Task to complete> What is wanted is the line holding "of the orange" and every later line through the end of the entries, set down exactly.

Region pointing data
>>
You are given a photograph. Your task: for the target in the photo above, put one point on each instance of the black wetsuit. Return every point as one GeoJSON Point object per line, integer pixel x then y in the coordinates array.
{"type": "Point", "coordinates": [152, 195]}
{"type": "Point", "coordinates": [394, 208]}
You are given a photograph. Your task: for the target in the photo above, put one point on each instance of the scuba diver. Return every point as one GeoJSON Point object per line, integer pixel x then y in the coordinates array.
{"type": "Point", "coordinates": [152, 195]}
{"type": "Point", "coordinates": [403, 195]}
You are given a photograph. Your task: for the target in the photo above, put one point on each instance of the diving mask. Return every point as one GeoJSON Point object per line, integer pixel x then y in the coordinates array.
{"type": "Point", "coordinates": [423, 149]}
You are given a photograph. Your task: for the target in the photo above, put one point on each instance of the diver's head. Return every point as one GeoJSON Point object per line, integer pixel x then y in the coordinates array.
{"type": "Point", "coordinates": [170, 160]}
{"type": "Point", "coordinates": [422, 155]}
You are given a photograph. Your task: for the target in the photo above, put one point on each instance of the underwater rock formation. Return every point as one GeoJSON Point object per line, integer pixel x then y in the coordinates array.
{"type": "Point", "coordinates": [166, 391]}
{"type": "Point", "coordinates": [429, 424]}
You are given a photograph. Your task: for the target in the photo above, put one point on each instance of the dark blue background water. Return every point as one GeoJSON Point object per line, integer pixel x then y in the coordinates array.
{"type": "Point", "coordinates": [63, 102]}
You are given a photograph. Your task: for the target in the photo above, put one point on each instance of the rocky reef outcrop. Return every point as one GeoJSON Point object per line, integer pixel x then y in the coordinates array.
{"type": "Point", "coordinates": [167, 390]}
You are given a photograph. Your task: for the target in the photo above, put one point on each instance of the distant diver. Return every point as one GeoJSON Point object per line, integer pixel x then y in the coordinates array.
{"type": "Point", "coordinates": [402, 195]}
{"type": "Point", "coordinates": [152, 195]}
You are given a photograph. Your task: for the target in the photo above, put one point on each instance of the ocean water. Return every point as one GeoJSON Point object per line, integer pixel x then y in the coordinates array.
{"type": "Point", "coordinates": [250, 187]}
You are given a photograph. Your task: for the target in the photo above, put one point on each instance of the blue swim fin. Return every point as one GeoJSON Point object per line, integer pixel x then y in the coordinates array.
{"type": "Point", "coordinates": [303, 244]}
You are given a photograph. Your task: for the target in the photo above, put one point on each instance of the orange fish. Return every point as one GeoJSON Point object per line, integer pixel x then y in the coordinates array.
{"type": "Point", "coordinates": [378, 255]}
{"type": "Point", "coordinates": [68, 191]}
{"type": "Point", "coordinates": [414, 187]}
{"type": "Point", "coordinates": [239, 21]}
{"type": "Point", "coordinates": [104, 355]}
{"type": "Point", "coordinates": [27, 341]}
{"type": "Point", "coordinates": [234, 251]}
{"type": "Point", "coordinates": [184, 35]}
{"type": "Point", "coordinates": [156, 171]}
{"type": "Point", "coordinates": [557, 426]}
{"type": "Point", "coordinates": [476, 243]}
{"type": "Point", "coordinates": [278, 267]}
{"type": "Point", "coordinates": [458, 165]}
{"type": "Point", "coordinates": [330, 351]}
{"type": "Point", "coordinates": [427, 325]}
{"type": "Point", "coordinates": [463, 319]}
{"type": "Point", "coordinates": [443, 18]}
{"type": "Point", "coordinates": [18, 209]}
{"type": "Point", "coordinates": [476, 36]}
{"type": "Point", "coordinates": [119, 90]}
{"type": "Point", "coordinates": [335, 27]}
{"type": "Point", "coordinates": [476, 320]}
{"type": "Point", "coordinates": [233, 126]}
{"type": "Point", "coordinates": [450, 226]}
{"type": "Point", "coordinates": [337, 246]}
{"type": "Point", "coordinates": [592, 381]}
<<
Solution to the problem>
You are given a photograph. Your task: for the target in the photo above, put one point on each instance of the orange fish. Return every point as one GeoJSON Point object per line, integer pixel x then y in the coordinates array.
{"type": "Point", "coordinates": [378, 255]}
{"type": "Point", "coordinates": [68, 191]}
{"type": "Point", "coordinates": [414, 187]}
{"type": "Point", "coordinates": [239, 21]}
{"type": "Point", "coordinates": [104, 355]}
{"type": "Point", "coordinates": [27, 341]}
{"type": "Point", "coordinates": [234, 251]}
{"type": "Point", "coordinates": [184, 35]}
{"type": "Point", "coordinates": [156, 171]}
{"type": "Point", "coordinates": [557, 426]}
{"type": "Point", "coordinates": [476, 243]}
{"type": "Point", "coordinates": [278, 267]}
{"type": "Point", "coordinates": [458, 165]}
{"type": "Point", "coordinates": [330, 351]}
{"type": "Point", "coordinates": [427, 325]}
{"type": "Point", "coordinates": [463, 319]}
{"type": "Point", "coordinates": [443, 18]}
{"type": "Point", "coordinates": [18, 209]}
{"type": "Point", "coordinates": [476, 36]}
{"type": "Point", "coordinates": [119, 90]}
{"type": "Point", "coordinates": [335, 27]}
{"type": "Point", "coordinates": [476, 320]}
{"type": "Point", "coordinates": [233, 126]}
{"type": "Point", "coordinates": [450, 226]}
{"type": "Point", "coordinates": [337, 246]}
{"type": "Point", "coordinates": [592, 381]}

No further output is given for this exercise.